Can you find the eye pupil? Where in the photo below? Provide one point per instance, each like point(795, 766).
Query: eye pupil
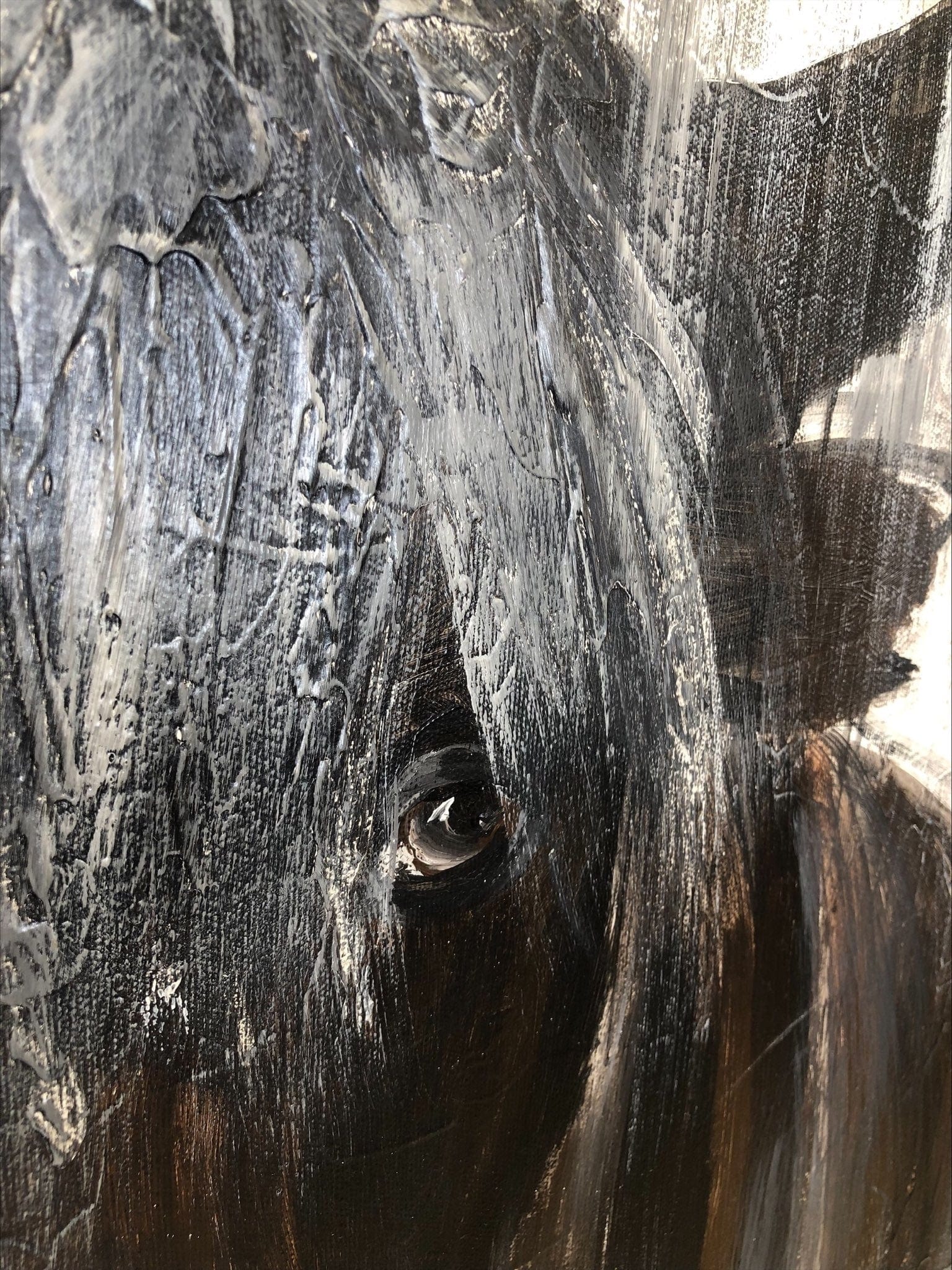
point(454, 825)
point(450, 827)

══════════

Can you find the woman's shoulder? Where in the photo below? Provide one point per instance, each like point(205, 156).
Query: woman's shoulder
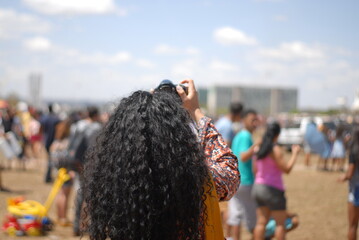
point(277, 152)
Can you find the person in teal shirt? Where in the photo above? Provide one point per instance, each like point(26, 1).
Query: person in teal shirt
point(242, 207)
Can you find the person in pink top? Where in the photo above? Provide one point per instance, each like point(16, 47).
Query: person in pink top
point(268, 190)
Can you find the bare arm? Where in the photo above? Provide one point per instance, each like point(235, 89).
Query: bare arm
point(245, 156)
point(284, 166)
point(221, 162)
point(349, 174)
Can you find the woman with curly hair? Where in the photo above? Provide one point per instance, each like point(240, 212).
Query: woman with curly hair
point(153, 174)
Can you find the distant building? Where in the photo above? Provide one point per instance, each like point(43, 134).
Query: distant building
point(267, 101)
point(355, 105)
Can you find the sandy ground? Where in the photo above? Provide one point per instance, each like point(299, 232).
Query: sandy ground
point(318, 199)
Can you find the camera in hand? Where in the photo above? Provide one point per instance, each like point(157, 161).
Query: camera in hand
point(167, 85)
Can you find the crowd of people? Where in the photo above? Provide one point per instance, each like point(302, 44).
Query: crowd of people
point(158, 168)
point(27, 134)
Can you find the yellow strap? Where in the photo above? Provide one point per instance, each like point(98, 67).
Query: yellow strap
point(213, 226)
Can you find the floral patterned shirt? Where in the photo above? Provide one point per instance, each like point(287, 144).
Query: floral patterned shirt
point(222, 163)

══════════

## DIRECTIVE:
Copy out, word for word, the lines from the one containing "Can you find the person in teal" up to and including the one containing "point(268, 190)".

## THE COMPLETED TASK:
Can you find the person in teal shirt? Where in the photo above? Provide one point per instance, each like point(26, 1).
Query: person in teal shirt
point(242, 207)
Can you find the person in pink top? Where in the photo above? Provide one point per instance, each like point(16, 47).
Query: person in pink top
point(268, 190)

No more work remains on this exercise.